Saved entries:
____________________

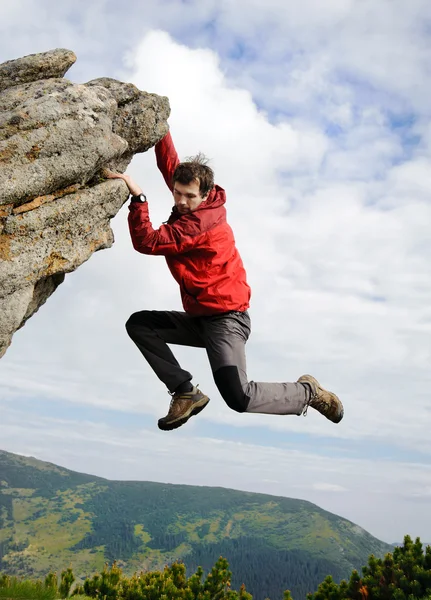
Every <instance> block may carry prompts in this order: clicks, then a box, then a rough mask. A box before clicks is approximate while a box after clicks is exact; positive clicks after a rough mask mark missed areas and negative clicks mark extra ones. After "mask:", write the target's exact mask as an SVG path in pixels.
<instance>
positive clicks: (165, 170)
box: [155, 132, 180, 192]
mask: <svg viewBox="0 0 431 600" xmlns="http://www.w3.org/2000/svg"><path fill="white" fill-rule="evenodd" d="M155 151H156V160H157V166H158V167H159V170H160V172H161V173H162V175H163V177H164V180H165V181H166V185H167V186H168V188H169V189H170V190H171V192H172V189H173V186H172V177H173V175H174V171H175V169H176V167H177V165H178V164H179V162H180V161H179V159H178V154H177V151H176V150H175V146H174V142H173V141H172V137H171V133H170V132H168V133H167V134H166V135H165V137H164V138H163V139H162V140H160V142H157V144H156V146H155Z"/></svg>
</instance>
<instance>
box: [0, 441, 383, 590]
mask: <svg viewBox="0 0 431 600" xmlns="http://www.w3.org/2000/svg"><path fill="white" fill-rule="evenodd" d="M0 528H1V531H0V571H3V572H5V573H7V574H8V575H18V576H27V577H28V576H31V577H36V578H37V577H44V576H45V575H46V573H48V572H50V571H59V570H60V569H62V568H64V566H66V565H67V566H68V565H70V566H71V567H72V569H73V571H74V574H75V576H76V578H77V580H79V581H83V580H85V578H87V577H90V576H91V575H92V574H93V573H94V572H96V571H99V572H100V571H101V570H103V568H104V565H105V563H109V564H112V563H113V561H117V565H118V566H119V567H121V569H122V570H123V572H124V573H125V575H126V576H131V575H132V574H133V573H134V572H140V571H141V570H143V571H148V572H151V571H161V570H163V568H164V566H165V565H171V564H173V563H175V562H176V561H182V562H183V563H184V565H185V567H186V569H187V572H188V573H193V572H195V571H196V570H197V569H198V567H202V569H203V571H204V573H208V572H210V570H211V568H212V567H213V565H214V564H215V563H216V561H217V560H218V559H219V557H220V556H223V557H225V558H226V560H227V561H228V562H229V565H230V567H231V570H232V573H233V575H232V579H231V583H232V586H233V587H234V588H235V589H240V586H241V585H242V583H246V585H247V590H248V591H249V592H250V593H251V594H253V595H254V597H255V598H257V599H258V600H261V599H263V598H265V597H273V598H277V597H280V596H281V595H282V593H283V591H284V590H285V589H287V588H289V589H290V590H291V591H292V593H293V594H294V596H296V597H304V596H305V594H306V593H307V592H310V591H313V590H315V589H316V588H317V586H318V585H319V583H320V582H321V581H322V580H323V579H324V578H325V577H326V576H327V575H331V576H332V577H333V578H334V580H335V581H340V580H341V579H343V578H346V577H349V574H350V573H351V571H352V569H355V568H356V569H360V568H361V566H362V565H363V564H364V563H365V562H366V561H367V559H368V556H369V554H370V553H373V554H374V555H375V556H377V557H383V556H384V554H385V553H386V552H388V551H390V550H392V548H393V547H392V546H390V545H389V544H385V543H384V542H381V541H379V540H377V539H376V538H374V537H373V536H372V535H370V534H369V533H368V532H366V531H364V530H363V529H362V528H361V527H359V526H358V525H355V524H354V523H352V522H350V521H348V520H346V519H343V518H341V517H339V516H337V515H334V514H332V513H329V512H327V511H324V510H322V509H321V508H319V507H318V506H316V505H314V504H311V503H310V502H306V501H303V500H296V499H292V498H280V497H275V496H269V495H265V494H254V493H248V492H240V491H236V490H229V489H224V488H209V487H196V486H186V485H170V484H162V483H152V482H137V481H135V482H124V481H108V480H105V479H101V478H98V477H92V476H90V475H84V474H80V473H75V472H72V471H68V470H67V469H63V468H62V467H58V466H56V465H52V464H50V463H45V462H42V461H38V460H36V459H32V458H28V457H22V456H18V455H15V454H10V453H7V452H1V451H0Z"/></svg>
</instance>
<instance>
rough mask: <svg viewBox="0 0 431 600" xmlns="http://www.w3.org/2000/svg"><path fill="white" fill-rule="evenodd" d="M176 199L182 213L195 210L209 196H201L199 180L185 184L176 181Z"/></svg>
mask: <svg viewBox="0 0 431 600" xmlns="http://www.w3.org/2000/svg"><path fill="white" fill-rule="evenodd" d="M173 193H174V200H175V206H176V208H177V210H178V212H179V213H180V214H182V215H186V214H187V213H190V212H193V211H194V210H196V209H197V208H198V207H199V205H200V204H201V203H202V202H203V201H204V200H206V198H207V196H203V197H202V196H201V194H200V192H199V180H198V179H195V180H193V181H192V182H191V183H188V184H187V185H184V184H183V183H179V182H178V181H176V182H175V183H174V192H173Z"/></svg>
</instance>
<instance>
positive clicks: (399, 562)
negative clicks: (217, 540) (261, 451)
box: [0, 536, 431, 600]
mask: <svg viewBox="0 0 431 600" xmlns="http://www.w3.org/2000/svg"><path fill="white" fill-rule="evenodd" d="M74 583H75V577H74V575H73V572H72V570H71V569H66V570H65V571H63V572H62V573H61V575H60V577H57V575H56V574H55V573H50V574H49V575H48V576H47V577H46V578H45V580H44V581H29V580H21V579H18V578H16V577H10V576H8V575H5V574H4V575H0V599H2V598H4V599H9V600H30V599H31V600H56V599H59V598H64V599H65V598H70V600H91V599H94V600H253V596H252V595H251V594H249V593H248V592H247V591H246V588H245V585H241V586H240V587H239V589H238V590H234V589H232V585H231V584H232V573H231V571H230V570H229V565H228V562H227V561H226V559H224V558H220V559H219V560H218V561H217V562H216V564H215V565H214V566H213V568H212V569H211V570H210V572H209V573H208V574H207V575H206V577H204V571H203V569H202V568H201V567H198V568H197V570H196V572H195V573H194V574H193V575H191V576H190V577H187V576H186V568H185V566H184V564H182V563H174V564H172V565H170V566H167V567H165V569H164V570H163V571H152V572H148V573H139V574H138V573H135V574H134V575H133V576H131V577H126V576H124V575H123V573H122V570H121V569H120V568H119V567H118V566H117V565H116V564H115V563H114V564H113V565H112V566H111V567H108V566H106V567H105V568H104V570H103V571H102V573H97V574H96V575H94V576H93V577H91V578H87V579H85V581H84V582H83V583H82V584H77V585H75V586H74ZM283 599H284V600H292V596H291V593H290V592H289V591H286V592H284V596H283ZM307 599H308V600H431V547H430V546H428V547H427V548H426V549H425V550H424V549H423V545H422V543H421V541H420V539H419V538H417V539H416V541H415V542H413V541H412V539H411V538H410V537H409V536H406V537H405V538H404V543H403V545H402V546H400V547H398V548H395V549H394V551H393V552H392V553H388V554H387V555H386V556H385V558H384V559H377V558H375V557H374V556H373V555H371V556H370V557H369V559H368V564H367V566H365V567H363V569H362V575H360V574H359V573H358V571H353V572H352V574H351V577H350V579H349V581H346V580H342V581H341V583H335V582H334V580H333V579H332V577H327V578H326V579H325V580H324V581H323V582H322V583H321V584H320V585H319V586H318V589H317V591H316V592H315V593H309V594H307ZM255 600H263V598H255ZM274 600H276V599H274Z"/></svg>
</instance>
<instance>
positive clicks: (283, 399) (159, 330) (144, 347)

____________________

Task to complete: Print the data exactly, from its first line to the line containing "positive clicks: (165, 170)", both included. Omit the pictures.

Answer:
Every <instance> block may carry prompts in this order: clicks, then a box, then a rough mask. A box before clicks is approximate while a box after clicks is exact; positive clicks after a rough mask mark missed areas and negative clicks mark extra ones. After "mask:", write the target's exact mask as an SVG path in pixels.
<instance>
positive clicks: (165, 170)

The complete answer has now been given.